**Exercise description**
Copy out the full account of the shooting at the Unterföhring S-Bahn station, word for word.

Karl Eder (54), a theologian, managing director of the Catholic Land Committee, sat in the S-Bahn on Tuesday morning, and right next to him the suspect, with passengers on the S8 headed in the direction of Munich.
Eder described him as a dark-skinned “southern type” who had previously attacked another dark-skinned man two compartments away. “I got up and saw how he hit a man. The attacked man bled violently from the mouth and nose.”
Passengers separated the two, and the attacker returned to his seat. Eder spoke English to the attacker because he could hardly speak German: “Do you have problems, you can not hit the man?” In the media the attacker had been described as “German” from Oberbayern, with a police record for dealing in cannabis.
The suspect claimed in broken German that the man he had attacked, had already threatened him at the airport and had a knife.
Eder and other passengers kept the suspect in check. “We have to see that the two remain separate,” Eder said to himself because both men looked as if they were prone to violence.
The police was alerted, and the train stopped at Unterföhring. The theologian said he was sure that the situation was under control. “We had been able to calm the situation,” he said. But the catastrophe would soon unfold.
At the train station, both parties got out and waited for paramedics and police. After what felt like an “eternity” first the medic, and then two “very young policemen” arrived. Eder told the policewoman not to draw her gun: “Leave it [the gun] alone, we have it under control,” he said. That probably almost cost her her life.
The officers left with the dark-skinned man and two witnesses, and then shots rang out.
Norman Nötzold too became a witness to the terrible shooting that shocked the whole city on Tuesday morning. Norman was on his way to the airport to fly to Mallorca. But what happened next in the S-Bahn, he still can not really believe. “No one expects such a thing,” said the 41-year-old from Haidhausen.
“At first I heard a shot, then three or four more,” Nötzold told tz. “At least three bullets hit the S-Bahn, where I sat with my girlfriend,” he continued. Nötzold saw how the perpetrator ran away and spread out on the floor he saw the wounded policewoman, bleeding profusely.
When the shots rang out, many passengers threw themselves on the ground of the S-Bahn. “The people in the suburban train were all very shocked. Many telephoned or cried.”

**Image-grounded pointing records**

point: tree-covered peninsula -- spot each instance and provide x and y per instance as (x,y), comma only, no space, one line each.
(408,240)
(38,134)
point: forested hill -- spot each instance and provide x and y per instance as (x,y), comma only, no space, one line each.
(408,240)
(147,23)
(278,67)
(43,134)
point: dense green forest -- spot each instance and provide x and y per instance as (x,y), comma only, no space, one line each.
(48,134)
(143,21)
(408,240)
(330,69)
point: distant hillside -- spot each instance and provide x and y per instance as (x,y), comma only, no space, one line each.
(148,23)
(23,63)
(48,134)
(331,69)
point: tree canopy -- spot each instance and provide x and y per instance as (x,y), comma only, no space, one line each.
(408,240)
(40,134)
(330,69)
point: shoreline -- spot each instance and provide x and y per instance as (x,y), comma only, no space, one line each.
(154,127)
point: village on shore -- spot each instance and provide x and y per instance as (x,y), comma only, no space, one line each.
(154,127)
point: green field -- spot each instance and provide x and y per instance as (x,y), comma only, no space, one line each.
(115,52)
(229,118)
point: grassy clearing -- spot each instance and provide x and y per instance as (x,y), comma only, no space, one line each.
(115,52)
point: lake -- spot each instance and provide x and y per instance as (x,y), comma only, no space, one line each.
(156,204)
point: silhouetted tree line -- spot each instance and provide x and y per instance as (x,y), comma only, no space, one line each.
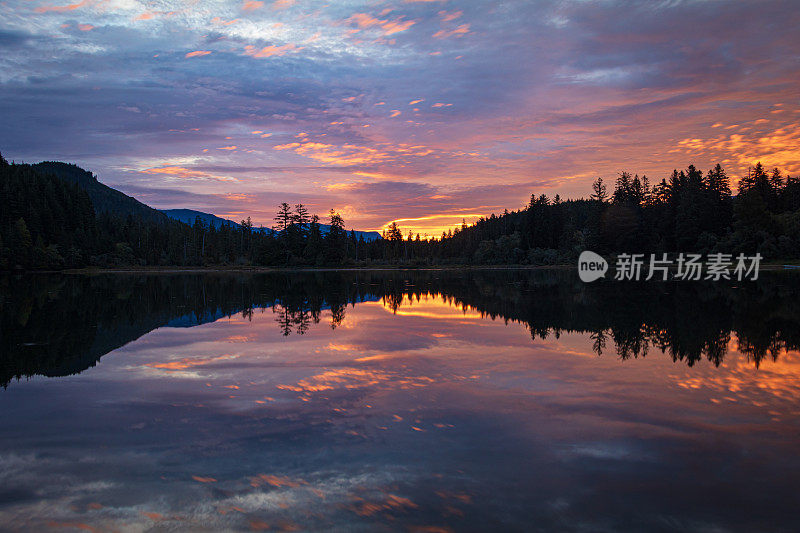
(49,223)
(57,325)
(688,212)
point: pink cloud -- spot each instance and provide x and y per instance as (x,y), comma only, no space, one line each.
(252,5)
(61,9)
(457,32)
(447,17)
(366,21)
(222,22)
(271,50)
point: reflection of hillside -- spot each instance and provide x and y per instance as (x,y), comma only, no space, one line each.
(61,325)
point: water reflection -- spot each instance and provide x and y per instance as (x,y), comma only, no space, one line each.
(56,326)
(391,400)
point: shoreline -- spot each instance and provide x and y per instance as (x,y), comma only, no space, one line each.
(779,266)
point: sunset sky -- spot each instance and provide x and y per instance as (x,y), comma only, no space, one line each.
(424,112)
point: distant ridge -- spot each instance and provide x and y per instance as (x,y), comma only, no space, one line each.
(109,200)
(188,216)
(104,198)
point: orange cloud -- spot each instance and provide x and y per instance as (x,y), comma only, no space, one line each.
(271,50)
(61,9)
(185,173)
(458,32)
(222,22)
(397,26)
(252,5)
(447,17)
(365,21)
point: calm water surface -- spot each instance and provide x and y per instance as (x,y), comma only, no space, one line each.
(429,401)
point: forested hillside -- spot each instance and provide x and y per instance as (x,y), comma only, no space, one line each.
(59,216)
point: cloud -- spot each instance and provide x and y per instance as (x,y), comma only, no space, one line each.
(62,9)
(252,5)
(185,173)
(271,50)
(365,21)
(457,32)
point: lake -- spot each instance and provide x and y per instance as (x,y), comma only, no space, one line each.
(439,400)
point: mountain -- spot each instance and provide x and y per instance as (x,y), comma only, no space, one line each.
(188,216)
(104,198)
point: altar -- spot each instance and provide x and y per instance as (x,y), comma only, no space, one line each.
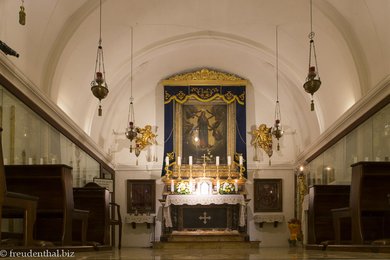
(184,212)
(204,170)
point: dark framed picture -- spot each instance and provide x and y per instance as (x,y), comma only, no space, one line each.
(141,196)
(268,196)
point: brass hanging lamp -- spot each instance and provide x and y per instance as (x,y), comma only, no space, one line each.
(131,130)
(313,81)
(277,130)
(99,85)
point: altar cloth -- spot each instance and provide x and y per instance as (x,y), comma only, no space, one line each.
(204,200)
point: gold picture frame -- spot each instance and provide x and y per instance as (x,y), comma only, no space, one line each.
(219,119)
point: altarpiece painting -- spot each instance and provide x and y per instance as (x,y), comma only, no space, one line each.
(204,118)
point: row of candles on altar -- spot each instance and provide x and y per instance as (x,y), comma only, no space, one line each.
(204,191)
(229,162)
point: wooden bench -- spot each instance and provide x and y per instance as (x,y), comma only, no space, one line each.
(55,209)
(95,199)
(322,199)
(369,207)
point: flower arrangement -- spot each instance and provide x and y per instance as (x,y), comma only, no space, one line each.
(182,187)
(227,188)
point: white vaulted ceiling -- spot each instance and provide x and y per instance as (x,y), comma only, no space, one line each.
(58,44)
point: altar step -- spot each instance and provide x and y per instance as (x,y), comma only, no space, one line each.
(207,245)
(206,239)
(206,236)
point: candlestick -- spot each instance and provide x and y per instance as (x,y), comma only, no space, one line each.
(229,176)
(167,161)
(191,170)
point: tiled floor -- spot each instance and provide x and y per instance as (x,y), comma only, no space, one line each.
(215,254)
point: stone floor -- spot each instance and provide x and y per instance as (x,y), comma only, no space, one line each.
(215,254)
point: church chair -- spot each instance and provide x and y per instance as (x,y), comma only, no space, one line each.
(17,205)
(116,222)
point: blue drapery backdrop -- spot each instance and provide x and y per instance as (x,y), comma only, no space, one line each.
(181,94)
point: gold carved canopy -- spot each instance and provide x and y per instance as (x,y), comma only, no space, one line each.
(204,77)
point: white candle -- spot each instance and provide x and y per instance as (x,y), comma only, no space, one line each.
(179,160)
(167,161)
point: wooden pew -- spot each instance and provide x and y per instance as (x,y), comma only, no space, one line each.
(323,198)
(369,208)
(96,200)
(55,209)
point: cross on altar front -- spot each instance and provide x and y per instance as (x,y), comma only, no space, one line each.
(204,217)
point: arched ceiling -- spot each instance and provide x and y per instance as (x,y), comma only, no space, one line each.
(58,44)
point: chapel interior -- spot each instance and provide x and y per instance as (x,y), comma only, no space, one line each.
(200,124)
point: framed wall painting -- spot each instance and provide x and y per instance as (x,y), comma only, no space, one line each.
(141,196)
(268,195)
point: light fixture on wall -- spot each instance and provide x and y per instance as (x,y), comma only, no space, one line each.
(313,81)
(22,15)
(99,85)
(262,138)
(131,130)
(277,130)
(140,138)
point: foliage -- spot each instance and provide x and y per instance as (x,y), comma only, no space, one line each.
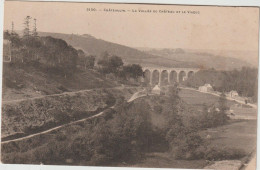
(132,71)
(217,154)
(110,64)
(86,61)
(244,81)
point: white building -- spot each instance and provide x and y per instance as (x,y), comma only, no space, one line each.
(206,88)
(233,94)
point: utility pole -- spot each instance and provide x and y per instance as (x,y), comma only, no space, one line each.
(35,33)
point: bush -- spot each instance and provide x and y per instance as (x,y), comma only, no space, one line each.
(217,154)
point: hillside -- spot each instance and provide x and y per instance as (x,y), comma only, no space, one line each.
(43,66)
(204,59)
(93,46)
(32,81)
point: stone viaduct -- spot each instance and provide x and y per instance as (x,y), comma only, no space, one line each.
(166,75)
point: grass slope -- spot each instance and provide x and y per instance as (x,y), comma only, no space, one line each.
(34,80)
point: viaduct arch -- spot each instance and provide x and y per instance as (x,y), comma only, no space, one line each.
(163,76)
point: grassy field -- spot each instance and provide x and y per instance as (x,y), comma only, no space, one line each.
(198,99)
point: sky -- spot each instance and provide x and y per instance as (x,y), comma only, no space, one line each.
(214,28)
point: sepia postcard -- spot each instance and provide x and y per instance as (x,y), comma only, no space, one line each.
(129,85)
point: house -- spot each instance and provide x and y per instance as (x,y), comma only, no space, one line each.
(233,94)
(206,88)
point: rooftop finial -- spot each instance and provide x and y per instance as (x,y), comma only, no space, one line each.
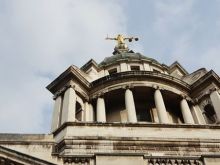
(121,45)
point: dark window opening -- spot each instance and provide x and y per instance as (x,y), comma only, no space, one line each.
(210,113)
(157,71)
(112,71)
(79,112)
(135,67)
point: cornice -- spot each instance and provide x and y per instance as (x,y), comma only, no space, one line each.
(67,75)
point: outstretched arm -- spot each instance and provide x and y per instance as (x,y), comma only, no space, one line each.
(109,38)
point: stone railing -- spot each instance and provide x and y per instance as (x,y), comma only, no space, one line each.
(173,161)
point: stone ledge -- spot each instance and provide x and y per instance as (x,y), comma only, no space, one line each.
--
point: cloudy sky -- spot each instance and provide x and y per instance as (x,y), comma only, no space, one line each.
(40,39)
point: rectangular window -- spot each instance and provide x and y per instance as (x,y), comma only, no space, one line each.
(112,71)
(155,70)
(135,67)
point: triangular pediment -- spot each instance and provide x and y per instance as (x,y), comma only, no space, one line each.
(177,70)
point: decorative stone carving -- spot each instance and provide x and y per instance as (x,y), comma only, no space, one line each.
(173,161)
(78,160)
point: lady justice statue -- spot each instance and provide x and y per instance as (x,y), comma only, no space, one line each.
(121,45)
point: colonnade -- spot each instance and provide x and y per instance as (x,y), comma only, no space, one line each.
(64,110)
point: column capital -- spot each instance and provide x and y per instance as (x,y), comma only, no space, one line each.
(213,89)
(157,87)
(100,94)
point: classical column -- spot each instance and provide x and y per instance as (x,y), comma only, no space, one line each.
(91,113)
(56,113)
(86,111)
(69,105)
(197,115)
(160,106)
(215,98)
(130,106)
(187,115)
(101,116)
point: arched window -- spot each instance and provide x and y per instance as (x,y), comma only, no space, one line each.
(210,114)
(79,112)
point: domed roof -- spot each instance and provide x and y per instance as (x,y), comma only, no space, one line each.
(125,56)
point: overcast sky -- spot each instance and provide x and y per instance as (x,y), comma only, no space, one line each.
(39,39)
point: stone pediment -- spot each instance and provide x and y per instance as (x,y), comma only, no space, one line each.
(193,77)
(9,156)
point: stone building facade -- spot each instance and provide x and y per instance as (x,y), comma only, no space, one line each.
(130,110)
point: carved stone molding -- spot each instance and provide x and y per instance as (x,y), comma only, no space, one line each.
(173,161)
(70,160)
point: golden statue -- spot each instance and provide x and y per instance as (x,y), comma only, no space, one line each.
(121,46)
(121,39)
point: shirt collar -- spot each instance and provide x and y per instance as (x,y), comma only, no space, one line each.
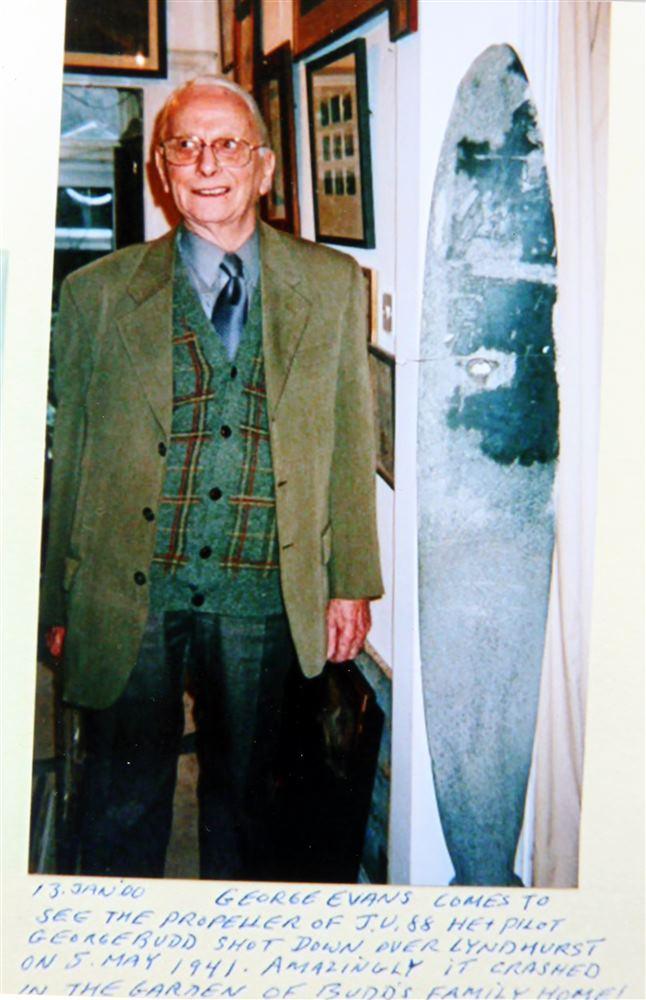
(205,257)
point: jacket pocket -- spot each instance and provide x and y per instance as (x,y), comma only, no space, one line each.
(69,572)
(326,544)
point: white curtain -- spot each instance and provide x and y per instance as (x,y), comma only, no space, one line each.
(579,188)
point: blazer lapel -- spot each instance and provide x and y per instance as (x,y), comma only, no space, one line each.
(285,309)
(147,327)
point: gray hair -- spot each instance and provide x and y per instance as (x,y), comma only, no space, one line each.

**Reply**
Karl Eder (54), a theologian, managing director of the Catholic Land Committee, sat in the S-Bahn on Tuesday morning, and right next to him the suspect, with passengers on the S8 headed in the direction of Munich.
Eder described him as a dark-skinned “southern type” who had previously attacked another dark-skinned man two compartments away. “I got up and saw how he hit a man. The attacked man bled violently from the mouth and nose.”
Passengers separated the two, and the attacker returned to his seat. Eder spoke English to the attacker because he could hardly speak German: “Do you have problems, you can not hit the man?” In the media the attacker had been described as “German” from Oberbayern, with a police record for dealing in cannabis.
The suspect claimed in broken German that the man he had attacked, had already threatened him at the airport and had a knife.
Eder and other passengers kept the suspect in check. “We have to see that the two remain separate,” Eder said to himself because both men looked as if they were prone to violence.
The police was alerted, and the train stopped at Unterföhring. The theologian said he was sure that the situation was under control. “We had been able to calm the situation,” he said. But the catastrophe would soon unfold.
At the train station, both parties got out and waited for paramedics and police. After what felt like an “eternity” first the medic, and then two “very young policemen” arrived. Eder told the policewoman not to draw her gun: “Leave it [the gun] alone, we have it under control,” he said. That probably almost cost her her life.
The officers left with the dark-skinned man and two witnesses, and then shots rang out.
Norman Nötzold too became a witness to the terrible shooting that shocked the whole city on Tuesday morning. Norman was on his way to the airport to fly to Mallorca. But what happened next in the S-Bahn, he still can not really believe. “No one expects such a thing,” said the 41-year-old from Haidhausen.
“At first I heard a shot, then three or four more,” Nötzold told tz. “At least three bullets hit the S-Bahn, where I sat with my girlfriend,” he continued. Nötzold saw how the perpetrator ran away and spread out on the floor he saw the wounded policewoman, bleeding profusely.
When the shots rang out, many passengers threw themselves on the ground of the S-Bahn. “The people in the suburban train were all very shocked. Many telephoned or cried.”